Object position labeling entries
=-=-=-=-=

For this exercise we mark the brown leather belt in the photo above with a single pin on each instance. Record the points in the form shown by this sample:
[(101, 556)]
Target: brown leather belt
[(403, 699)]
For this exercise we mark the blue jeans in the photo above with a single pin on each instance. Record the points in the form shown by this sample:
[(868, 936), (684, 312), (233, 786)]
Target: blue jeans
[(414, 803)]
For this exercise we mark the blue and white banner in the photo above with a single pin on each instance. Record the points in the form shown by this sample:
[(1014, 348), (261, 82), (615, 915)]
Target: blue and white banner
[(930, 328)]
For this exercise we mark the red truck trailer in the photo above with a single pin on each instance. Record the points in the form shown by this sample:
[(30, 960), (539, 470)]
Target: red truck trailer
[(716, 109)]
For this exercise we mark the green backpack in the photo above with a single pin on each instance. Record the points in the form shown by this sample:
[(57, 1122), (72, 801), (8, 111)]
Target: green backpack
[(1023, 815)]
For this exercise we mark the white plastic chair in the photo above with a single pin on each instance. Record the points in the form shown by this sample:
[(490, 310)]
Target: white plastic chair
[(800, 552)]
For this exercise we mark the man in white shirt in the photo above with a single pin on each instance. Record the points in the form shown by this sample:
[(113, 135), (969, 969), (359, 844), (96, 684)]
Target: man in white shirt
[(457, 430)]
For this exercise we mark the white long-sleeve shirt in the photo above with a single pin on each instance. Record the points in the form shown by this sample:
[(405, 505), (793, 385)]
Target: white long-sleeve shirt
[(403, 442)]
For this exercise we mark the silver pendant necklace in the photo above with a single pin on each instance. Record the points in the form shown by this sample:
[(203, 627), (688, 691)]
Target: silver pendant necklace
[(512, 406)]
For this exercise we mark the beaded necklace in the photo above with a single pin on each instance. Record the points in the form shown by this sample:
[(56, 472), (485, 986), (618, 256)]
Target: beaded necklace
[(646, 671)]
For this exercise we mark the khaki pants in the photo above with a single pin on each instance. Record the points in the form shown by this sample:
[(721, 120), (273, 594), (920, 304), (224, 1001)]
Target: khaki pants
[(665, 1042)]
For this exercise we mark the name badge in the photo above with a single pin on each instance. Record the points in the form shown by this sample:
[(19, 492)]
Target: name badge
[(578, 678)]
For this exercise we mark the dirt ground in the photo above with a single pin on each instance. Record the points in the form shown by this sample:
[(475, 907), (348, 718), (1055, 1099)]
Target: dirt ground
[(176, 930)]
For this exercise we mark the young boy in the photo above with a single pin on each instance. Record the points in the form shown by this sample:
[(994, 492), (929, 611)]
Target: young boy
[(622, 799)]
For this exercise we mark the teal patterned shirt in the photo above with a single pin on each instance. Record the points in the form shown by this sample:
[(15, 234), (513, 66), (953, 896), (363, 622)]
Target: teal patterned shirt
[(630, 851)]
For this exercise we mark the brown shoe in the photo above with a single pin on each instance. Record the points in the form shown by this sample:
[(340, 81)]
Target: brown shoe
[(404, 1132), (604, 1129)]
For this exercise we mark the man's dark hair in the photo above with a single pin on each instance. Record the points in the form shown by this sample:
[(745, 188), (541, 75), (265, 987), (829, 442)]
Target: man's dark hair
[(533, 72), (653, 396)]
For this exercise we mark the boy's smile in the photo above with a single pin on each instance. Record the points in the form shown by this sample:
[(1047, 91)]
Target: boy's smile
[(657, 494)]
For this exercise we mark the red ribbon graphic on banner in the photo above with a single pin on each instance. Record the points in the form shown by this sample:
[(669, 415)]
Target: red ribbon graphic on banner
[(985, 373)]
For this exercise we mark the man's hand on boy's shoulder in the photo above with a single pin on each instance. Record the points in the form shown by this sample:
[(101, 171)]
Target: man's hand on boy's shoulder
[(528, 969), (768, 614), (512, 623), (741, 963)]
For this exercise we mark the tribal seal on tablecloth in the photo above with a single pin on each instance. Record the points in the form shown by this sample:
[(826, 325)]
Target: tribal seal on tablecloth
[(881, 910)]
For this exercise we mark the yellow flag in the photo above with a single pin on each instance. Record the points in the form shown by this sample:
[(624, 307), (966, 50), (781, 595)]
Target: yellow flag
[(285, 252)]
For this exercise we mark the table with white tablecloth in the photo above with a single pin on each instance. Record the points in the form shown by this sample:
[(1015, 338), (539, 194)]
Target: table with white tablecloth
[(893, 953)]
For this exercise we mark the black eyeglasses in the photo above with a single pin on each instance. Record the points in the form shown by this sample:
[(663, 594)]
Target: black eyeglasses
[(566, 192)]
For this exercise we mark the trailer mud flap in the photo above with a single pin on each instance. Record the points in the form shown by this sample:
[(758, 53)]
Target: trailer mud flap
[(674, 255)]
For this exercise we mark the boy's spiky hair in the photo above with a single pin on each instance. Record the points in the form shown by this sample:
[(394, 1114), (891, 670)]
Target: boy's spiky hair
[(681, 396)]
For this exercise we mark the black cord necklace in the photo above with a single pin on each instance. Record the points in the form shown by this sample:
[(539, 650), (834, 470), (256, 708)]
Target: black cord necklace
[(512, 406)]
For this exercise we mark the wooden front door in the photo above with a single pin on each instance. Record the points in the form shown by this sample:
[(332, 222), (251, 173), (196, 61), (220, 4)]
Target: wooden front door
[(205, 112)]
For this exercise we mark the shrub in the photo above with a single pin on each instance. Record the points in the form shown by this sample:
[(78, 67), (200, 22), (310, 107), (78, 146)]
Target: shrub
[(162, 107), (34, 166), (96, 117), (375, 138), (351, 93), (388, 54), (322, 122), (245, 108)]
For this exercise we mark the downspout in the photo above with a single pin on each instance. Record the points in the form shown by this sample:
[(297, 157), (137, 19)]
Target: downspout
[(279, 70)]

=-=-=-=-=

Output exactly the lines between the one containing "For this exercise we mark the wooden" and the final line above, both inclusive.

For this exercise we mark the wooden front door in the photo above with a single pin on each instance. Record the points in the form shown by this sample:
[(332, 222), (251, 173), (196, 61), (220, 4)]
Target: wooden front door
[(205, 112)]
For this exercise we mark the shrub in the photo above with a single pin on each instance. Record the points in the form shown by this sample:
[(78, 67), (200, 22), (310, 107), (78, 146)]
Target: shrub
[(162, 107), (34, 166), (96, 117), (375, 138), (351, 93), (388, 54), (322, 122), (245, 108)]
For this exercise we mark the downspout in the photo above with a single pin on each instance. Record the points in the form shown by this sample:
[(297, 157), (137, 19)]
Target: downspout
[(279, 70)]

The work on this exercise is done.